* Exercise details
Counting the line with "rough mask: <svg" as the last one, copy out the lines of the data exactly from the first onward.

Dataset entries
========================================

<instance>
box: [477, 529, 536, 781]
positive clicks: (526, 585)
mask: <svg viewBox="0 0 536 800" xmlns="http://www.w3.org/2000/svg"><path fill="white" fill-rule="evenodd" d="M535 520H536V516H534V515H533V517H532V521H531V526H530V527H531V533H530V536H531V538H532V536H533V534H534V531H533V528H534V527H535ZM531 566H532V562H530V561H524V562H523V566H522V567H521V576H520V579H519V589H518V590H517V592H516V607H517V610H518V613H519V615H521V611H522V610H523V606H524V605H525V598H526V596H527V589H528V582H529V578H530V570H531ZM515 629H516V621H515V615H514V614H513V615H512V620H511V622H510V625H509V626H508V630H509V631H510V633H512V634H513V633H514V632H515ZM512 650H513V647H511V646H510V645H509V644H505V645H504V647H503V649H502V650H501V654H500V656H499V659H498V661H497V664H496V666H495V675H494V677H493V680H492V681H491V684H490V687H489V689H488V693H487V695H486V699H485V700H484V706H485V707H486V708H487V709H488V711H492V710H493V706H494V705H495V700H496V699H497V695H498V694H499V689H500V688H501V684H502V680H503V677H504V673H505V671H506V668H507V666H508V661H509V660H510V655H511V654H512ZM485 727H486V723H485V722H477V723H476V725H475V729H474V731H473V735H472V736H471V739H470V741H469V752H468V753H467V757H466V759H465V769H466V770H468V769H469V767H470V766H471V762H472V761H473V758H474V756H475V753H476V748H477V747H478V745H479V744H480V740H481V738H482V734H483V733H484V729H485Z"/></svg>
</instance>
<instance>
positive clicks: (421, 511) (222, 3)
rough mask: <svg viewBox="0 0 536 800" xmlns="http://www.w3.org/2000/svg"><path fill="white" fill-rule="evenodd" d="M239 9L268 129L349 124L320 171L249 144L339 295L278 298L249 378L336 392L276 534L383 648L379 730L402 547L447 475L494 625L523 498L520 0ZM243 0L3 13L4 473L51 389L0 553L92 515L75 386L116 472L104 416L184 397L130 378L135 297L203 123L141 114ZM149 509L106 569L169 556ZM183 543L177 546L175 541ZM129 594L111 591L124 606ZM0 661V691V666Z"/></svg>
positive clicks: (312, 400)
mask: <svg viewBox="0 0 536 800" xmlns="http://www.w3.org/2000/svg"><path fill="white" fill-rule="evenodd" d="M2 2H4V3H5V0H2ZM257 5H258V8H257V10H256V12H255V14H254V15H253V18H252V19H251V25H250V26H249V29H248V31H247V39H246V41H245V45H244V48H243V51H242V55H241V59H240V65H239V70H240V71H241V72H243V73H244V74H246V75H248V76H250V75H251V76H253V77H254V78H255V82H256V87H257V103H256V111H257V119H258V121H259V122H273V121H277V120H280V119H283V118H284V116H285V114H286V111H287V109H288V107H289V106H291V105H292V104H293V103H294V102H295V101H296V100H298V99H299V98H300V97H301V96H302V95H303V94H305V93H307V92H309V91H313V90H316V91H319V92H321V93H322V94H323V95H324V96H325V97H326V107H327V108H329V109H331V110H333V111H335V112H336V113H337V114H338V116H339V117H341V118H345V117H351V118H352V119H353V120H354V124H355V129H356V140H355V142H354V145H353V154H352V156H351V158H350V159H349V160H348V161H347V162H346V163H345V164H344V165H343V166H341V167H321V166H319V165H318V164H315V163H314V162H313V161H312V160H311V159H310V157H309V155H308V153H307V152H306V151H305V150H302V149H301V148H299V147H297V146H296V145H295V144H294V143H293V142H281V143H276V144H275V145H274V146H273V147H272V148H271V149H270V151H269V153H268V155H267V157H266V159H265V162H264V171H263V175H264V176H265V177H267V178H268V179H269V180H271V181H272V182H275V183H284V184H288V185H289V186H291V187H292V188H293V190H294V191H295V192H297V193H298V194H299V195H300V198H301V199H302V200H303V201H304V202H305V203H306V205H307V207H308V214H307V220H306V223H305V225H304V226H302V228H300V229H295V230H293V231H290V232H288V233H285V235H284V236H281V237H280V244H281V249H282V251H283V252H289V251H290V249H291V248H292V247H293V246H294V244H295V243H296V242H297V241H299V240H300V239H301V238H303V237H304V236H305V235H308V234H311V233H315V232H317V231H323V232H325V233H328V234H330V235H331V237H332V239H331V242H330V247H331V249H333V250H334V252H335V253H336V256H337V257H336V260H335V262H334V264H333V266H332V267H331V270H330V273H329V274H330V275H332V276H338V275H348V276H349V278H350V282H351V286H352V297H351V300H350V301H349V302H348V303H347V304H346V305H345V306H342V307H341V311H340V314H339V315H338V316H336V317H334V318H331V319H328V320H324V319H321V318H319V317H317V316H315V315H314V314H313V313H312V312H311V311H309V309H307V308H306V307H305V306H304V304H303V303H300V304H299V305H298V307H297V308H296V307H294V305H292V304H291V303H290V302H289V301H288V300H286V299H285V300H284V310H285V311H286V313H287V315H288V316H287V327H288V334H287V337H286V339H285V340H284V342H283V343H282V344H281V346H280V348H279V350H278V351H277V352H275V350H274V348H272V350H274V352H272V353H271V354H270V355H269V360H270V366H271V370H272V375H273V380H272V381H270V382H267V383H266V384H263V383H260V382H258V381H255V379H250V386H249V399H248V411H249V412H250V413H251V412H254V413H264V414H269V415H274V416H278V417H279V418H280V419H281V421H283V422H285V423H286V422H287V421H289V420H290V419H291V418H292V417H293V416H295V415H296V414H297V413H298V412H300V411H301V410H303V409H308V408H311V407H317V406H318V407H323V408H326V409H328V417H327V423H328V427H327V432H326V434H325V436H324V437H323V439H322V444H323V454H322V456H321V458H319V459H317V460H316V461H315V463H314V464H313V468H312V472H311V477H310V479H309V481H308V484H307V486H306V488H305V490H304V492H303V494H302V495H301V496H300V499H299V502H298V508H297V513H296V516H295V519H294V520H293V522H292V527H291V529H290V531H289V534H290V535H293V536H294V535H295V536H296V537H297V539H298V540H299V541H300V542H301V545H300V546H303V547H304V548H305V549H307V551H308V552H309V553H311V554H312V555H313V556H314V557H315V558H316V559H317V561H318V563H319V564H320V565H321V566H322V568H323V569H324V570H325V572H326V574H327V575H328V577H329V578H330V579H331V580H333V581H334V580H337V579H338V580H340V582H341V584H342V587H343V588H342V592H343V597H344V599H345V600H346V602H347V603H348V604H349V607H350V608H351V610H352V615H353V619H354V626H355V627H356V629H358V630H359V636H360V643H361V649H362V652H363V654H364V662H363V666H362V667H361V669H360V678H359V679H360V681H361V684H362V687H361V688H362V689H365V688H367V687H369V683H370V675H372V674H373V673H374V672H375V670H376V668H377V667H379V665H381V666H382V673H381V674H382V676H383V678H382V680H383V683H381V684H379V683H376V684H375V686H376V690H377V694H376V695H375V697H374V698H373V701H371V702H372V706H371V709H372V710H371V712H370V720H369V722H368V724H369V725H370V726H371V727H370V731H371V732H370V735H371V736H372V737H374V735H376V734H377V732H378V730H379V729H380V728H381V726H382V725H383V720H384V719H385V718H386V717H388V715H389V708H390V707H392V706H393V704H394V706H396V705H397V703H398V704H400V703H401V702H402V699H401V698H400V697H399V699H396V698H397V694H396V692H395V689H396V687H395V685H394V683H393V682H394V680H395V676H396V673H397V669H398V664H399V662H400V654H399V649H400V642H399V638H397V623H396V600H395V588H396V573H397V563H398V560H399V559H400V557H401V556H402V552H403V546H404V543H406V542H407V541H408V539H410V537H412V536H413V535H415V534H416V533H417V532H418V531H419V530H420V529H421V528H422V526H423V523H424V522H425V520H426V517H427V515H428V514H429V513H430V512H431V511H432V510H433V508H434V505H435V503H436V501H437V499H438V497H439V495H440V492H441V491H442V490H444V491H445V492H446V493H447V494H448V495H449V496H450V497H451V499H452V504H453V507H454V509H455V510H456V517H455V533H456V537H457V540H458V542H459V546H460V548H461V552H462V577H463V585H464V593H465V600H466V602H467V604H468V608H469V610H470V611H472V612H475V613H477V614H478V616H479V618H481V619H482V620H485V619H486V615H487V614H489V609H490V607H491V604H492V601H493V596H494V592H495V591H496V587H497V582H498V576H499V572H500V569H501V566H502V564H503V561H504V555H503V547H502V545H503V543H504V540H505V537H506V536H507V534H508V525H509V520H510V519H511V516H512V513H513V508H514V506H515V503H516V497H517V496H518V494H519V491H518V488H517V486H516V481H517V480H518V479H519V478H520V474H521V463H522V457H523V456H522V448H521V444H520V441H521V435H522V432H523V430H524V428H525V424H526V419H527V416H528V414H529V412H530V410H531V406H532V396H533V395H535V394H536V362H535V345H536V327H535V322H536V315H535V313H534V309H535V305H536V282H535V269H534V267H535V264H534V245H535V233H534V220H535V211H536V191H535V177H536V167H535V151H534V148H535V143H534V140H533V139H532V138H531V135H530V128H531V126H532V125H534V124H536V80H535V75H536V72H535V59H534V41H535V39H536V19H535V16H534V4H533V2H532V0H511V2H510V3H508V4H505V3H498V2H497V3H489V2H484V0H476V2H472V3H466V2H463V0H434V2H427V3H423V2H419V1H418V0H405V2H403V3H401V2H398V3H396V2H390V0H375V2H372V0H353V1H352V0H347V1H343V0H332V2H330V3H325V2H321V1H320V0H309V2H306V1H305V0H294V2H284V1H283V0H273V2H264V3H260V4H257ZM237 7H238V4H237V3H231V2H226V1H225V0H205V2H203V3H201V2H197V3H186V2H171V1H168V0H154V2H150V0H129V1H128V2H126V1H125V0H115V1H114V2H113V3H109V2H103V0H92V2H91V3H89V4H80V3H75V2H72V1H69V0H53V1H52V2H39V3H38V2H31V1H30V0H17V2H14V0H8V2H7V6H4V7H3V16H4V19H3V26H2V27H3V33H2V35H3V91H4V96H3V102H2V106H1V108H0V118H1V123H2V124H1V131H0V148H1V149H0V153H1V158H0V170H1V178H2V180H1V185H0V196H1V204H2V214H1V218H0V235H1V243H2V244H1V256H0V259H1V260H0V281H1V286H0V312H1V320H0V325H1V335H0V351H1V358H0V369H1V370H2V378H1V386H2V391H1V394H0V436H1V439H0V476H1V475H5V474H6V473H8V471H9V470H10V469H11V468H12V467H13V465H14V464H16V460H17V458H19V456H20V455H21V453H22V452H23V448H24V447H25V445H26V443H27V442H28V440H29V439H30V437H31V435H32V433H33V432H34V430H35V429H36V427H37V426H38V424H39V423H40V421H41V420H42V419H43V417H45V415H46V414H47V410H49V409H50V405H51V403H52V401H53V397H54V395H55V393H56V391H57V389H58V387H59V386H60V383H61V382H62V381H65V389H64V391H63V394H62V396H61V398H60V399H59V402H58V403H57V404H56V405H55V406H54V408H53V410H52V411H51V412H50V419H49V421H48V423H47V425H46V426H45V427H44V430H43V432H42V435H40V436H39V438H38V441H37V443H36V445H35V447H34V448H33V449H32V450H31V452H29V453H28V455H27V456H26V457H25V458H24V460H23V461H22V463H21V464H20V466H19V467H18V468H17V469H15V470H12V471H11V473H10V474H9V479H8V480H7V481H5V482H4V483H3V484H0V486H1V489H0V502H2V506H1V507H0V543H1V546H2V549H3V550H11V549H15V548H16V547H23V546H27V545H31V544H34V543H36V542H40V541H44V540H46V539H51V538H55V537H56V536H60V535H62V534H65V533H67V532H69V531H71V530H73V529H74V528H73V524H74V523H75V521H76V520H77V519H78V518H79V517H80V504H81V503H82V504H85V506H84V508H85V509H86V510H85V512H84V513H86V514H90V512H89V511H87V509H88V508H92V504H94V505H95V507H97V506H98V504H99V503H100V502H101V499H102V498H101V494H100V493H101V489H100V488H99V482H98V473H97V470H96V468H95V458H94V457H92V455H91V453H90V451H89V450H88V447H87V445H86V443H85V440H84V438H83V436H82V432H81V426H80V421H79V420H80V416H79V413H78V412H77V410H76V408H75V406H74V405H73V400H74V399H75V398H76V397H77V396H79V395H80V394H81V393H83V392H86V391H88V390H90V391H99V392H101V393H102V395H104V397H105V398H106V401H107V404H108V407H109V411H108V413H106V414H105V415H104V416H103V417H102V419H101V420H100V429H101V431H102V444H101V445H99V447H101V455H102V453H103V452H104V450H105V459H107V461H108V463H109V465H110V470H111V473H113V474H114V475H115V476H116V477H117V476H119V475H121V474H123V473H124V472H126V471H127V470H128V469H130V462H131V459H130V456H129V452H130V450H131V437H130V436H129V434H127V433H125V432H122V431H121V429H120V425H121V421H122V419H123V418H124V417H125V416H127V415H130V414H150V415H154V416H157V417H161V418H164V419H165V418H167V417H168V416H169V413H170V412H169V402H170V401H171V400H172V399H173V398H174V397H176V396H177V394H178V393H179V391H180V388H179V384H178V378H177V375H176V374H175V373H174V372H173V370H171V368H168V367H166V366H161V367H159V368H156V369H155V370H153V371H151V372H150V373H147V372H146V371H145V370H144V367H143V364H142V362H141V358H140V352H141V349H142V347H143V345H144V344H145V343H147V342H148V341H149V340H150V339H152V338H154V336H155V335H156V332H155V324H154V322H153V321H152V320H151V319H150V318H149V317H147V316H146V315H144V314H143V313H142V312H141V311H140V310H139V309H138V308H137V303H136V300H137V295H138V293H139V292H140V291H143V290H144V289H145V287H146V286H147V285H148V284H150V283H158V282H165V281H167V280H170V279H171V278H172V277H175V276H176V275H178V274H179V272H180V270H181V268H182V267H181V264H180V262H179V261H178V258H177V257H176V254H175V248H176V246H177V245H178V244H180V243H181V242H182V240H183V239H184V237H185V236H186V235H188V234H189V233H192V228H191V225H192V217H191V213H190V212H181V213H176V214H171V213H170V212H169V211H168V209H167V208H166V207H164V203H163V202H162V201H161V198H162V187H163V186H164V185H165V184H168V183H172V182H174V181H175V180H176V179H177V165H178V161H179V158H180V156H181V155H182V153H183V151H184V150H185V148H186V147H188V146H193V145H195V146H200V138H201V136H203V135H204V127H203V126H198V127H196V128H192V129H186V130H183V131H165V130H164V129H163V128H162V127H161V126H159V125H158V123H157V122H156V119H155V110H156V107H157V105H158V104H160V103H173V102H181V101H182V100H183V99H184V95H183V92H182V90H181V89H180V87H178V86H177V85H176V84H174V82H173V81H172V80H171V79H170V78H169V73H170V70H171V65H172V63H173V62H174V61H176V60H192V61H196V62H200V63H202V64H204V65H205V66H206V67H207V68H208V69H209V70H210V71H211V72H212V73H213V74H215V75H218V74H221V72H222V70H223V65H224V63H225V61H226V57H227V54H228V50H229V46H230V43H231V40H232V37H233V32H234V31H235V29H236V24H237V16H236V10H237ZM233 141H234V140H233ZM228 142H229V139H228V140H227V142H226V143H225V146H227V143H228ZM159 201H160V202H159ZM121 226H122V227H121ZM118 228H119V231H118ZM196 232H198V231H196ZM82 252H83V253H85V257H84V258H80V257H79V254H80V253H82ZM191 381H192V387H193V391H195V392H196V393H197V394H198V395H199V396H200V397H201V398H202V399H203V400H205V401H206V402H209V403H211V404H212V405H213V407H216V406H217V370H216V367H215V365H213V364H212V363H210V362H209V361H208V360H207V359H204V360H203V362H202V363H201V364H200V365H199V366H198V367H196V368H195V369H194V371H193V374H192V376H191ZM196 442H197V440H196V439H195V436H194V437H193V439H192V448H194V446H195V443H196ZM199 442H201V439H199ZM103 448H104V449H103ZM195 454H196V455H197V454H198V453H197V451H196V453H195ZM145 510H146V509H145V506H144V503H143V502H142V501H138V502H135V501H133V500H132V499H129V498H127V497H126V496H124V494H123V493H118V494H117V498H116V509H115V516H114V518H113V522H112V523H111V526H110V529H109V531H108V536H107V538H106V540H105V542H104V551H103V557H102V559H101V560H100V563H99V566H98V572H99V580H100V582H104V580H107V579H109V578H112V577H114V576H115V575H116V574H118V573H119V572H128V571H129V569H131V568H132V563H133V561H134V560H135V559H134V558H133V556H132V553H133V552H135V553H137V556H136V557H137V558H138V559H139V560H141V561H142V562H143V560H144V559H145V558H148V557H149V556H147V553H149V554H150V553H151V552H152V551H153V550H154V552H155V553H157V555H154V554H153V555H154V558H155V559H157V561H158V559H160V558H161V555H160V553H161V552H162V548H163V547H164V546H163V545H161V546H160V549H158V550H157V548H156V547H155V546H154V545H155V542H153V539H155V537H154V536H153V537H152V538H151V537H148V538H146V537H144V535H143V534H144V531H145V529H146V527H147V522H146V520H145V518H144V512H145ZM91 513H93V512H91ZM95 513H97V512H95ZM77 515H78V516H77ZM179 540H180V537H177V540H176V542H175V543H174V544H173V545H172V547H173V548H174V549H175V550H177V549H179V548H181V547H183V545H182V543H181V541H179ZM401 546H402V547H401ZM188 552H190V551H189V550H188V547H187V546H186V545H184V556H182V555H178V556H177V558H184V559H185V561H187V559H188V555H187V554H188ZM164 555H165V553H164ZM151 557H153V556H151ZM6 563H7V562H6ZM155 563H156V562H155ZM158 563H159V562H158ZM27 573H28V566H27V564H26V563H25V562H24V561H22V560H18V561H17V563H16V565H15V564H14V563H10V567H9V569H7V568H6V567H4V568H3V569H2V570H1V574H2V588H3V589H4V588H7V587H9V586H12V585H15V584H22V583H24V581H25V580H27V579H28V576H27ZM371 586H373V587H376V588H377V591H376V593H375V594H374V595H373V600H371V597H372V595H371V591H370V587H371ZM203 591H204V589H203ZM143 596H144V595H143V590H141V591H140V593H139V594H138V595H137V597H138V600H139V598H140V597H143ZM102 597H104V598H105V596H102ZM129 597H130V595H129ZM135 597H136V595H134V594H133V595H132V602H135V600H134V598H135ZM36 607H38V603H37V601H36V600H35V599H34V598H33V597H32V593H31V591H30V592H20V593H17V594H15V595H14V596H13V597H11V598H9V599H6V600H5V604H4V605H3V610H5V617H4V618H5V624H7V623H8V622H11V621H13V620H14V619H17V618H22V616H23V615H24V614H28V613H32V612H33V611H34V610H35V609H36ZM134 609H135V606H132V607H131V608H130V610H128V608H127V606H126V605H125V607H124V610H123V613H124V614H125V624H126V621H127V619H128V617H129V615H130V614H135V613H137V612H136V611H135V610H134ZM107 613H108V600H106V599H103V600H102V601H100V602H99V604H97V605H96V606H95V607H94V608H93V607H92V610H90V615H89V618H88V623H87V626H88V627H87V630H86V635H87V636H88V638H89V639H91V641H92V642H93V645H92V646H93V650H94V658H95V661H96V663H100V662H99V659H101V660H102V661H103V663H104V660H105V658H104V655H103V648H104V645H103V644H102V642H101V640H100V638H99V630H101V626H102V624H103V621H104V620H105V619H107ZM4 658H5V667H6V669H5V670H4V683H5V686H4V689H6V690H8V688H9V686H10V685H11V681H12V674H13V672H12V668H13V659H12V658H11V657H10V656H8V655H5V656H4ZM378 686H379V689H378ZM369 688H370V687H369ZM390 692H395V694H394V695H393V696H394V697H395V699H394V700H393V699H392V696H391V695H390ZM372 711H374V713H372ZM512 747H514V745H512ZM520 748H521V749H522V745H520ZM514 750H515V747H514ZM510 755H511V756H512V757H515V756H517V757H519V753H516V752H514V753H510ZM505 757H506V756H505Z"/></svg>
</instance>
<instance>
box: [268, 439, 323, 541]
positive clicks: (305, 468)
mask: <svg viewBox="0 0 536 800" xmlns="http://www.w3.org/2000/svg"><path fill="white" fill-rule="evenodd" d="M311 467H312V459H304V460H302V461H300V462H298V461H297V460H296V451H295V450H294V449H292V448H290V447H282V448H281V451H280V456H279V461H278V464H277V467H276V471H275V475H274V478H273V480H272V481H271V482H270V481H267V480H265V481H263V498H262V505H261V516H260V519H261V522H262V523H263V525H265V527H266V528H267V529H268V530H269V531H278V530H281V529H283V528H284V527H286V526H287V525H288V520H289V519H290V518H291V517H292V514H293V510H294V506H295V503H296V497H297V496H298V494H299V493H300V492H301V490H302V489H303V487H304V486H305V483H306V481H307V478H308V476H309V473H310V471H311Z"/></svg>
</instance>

========================================

* Task result
<instance>
box: [477, 529, 536, 781]
positive clicks: (526, 585)
mask: <svg viewBox="0 0 536 800" xmlns="http://www.w3.org/2000/svg"><path fill="white" fill-rule="evenodd" d="M535 520H536V516H534V515H533V517H532V521H531V526H530V527H531V533H530V536H531V538H532V536H533V534H534V531H533V528H534V527H535ZM531 566H532V562H530V561H524V562H523V566H522V567H521V576H520V579H519V589H518V590H517V592H516V607H517V610H518V613H519V615H521V611H522V610H523V606H524V605H525V598H526V596H527V589H528V582H529V578H530V570H531ZM515 629H516V621H515V615H514V614H513V615H512V620H511V622H510V625H509V626H508V630H509V631H510V633H512V634H513V633H514V632H515ZM512 650H513V647H511V646H510V645H509V644H505V645H504V647H503V649H502V650H501V654H500V656H499V659H498V661H497V664H496V666H495V675H494V677H493V680H492V681H491V684H490V687H489V689H488V693H487V695H486V699H485V700H484V706H485V707H486V708H487V709H488V711H492V710H493V706H494V705H495V700H496V699H497V695H498V694H499V689H500V688H501V684H502V680H503V677H504V673H505V671H506V668H507V666H508V661H509V660H510V655H511V654H512ZM485 727H486V723H485V722H477V723H476V725H475V729H474V731H473V735H472V736H471V739H470V741H469V752H468V753H467V757H466V759H465V769H466V770H468V769H469V767H470V766H471V762H472V761H473V758H474V756H475V753H476V748H477V747H478V745H479V744H480V740H481V738H482V734H483V733H484V729H485Z"/></svg>
</instance>
<instance>
positive clicks: (421, 511) (222, 3)
rough mask: <svg viewBox="0 0 536 800" xmlns="http://www.w3.org/2000/svg"><path fill="white" fill-rule="evenodd" d="M239 9L268 129L349 124L320 171L249 144L339 295L278 298L249 378L336 392L276 534L383 648L379 730L402 547L447 475L494 625L523 498L520 0ZM243 0L3 13L4 473L51 389L0 553L92 515L75 386L116 472L104 416L184 397L130 378L135 297L203 123L141 114ZM149 509L106 569L169 556ZM183 543L177 546L175 541ZM129 594L111 591L124 606ZM0 661V691V666Z"/></svg>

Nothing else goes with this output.